┌─ ДАННЫЙ ОТРЫВОК

Говорить словами других: Эсташ и Ренуар
СЕАНС – 49/50
Когда в начале «Правил игры» (La règle du jeu, 1939) Андре Жюрье покидает кабину своего самолета, он выглядит уставшим, но полным надежд. Он хочет видеть ту, ради которой совершил рекордный перелет через Атлантику, но она не пришла. «Никогда в жизни я не был настолько разочарован… Если она меня сейчас слышит, я говорю ей при всех: это нечестно!», — скажет Жюрье в прямом радиоэфире. И начнет играть не по правилам. Закономерно, что игра эта оборвется абсурдно и трагически.

└─
┌─ ПРЕДОСТАВЛЕННЫЕ СТРОКИ

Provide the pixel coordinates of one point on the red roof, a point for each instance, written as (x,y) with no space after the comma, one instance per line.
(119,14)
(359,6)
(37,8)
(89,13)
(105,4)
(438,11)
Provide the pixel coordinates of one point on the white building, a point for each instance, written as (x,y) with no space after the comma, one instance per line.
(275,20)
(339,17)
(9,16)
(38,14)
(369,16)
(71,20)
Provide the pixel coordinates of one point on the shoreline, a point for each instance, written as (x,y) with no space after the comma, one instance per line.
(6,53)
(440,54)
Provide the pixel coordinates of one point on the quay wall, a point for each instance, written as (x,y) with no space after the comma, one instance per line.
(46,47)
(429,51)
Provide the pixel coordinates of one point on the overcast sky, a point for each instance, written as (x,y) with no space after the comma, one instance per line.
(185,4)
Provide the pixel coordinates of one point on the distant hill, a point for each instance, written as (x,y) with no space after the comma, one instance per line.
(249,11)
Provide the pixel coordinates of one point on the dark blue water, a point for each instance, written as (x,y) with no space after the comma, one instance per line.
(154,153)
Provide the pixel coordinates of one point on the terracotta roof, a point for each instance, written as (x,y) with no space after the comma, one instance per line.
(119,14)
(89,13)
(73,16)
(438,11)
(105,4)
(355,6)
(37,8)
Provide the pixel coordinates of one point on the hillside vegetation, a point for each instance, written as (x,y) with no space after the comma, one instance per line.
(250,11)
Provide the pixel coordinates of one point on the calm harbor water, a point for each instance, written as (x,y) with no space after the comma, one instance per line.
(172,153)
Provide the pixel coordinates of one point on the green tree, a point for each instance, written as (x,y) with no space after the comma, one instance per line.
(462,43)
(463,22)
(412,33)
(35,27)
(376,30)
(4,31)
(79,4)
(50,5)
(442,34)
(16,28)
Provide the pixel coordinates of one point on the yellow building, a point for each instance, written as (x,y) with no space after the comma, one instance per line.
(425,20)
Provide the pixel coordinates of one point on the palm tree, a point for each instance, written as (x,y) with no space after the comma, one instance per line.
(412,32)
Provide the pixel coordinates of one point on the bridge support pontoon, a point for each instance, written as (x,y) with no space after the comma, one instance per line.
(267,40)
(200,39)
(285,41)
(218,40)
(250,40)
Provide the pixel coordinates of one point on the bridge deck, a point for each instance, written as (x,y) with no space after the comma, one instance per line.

└─

Пожалуйста, ответьте по отрывку о «Правилах игры»: над чем Андре Жюрье совершил рекордный перелет?

Над Атлантикой.